* **EXERCISE GOAL**
Only the lines from the line containing "Could you please indicate the snow" to the end of the records, both included, belong in the answer, copied exactly.

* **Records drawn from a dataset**
◇ ◇ ◇ ◇
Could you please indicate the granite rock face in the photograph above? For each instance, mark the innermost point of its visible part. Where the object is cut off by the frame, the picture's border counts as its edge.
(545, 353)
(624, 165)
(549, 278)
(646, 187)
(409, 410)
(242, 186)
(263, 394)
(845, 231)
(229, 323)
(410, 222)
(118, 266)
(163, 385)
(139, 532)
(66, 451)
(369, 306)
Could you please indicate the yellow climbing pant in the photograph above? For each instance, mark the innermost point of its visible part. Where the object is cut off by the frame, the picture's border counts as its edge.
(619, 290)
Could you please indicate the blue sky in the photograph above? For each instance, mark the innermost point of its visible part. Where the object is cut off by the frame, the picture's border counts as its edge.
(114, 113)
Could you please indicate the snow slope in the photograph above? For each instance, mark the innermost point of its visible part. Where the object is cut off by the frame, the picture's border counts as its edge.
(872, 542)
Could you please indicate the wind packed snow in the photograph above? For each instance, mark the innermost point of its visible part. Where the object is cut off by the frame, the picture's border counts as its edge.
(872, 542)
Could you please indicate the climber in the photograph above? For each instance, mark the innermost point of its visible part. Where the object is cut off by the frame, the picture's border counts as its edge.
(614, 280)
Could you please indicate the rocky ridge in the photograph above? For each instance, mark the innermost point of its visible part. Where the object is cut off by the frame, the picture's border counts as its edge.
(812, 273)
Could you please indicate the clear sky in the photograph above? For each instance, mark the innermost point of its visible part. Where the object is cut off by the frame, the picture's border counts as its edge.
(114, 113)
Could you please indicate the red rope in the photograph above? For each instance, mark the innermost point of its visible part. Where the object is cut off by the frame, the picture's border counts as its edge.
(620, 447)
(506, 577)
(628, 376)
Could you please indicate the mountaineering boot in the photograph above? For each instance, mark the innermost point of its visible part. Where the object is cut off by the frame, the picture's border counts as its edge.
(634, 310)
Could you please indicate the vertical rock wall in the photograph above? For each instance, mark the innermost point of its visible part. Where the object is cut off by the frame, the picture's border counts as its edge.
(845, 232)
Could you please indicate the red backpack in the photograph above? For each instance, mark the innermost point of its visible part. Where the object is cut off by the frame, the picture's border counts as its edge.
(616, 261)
◇ ◇ ◇ ◇
* **REPLY**
Could you please indicate the snow slope in the photograph above? For each instance, mark the innermost point of its visible part. Where the object is cut off by the frame, the picture's border counts as its edge.
(872, 542)
Could you please indicate the wind packed snow in the photograph above? For each instance, mark the innermost point of its visible part. Where the object is cut off by the frame, the picture's border counts as its edge.
(872, 542)
Could you please indicate the climber in the photograph above? For each instance, mark the innermost point of its visible part. Where the object is cut off by the frame, the picture's border counts as its edge.
(614, 280)
Could you please indicate the rocky ridge in the photograph above? For each instance, mark the innermost point of its visible part. Where the object is cut off by the frame, the picture's border counts as its edge.
(812, 273)
Could you please indicate the clear sky in the photograph above? For each instance, mark the innermost point of its visible part. Where the object is cut off by the frame, the picture's border counts as its edge.
(114, 113)
Could you please indicate the red rope in the photograph above? For each instance, mark the innermost point of its visible part. Where the object is cut off by the frame, the picture's border counts as its edge.
(620, 447)
(506, 577)
(628, 376)
Could you please indicate the mountaineering boot in the photograph above? For each instance, mark the innermost point of its visible part. Where the object is cut off by the frame, the picture's border counts as its edge.
(634, 310)
Could you please indicate the vertical rock wall in the photograph above? For each instance, mark the innermost point of its visible part. Where the object is cut off by the frame, the picture's border counts as its edge.
(845, 232)
Could you please indicate the red backpack in the photograph above? For each instance, mark the innermost point of its visible part. Where the object is cut off by the frame, the picture's border counts as its edge.
(616, 261)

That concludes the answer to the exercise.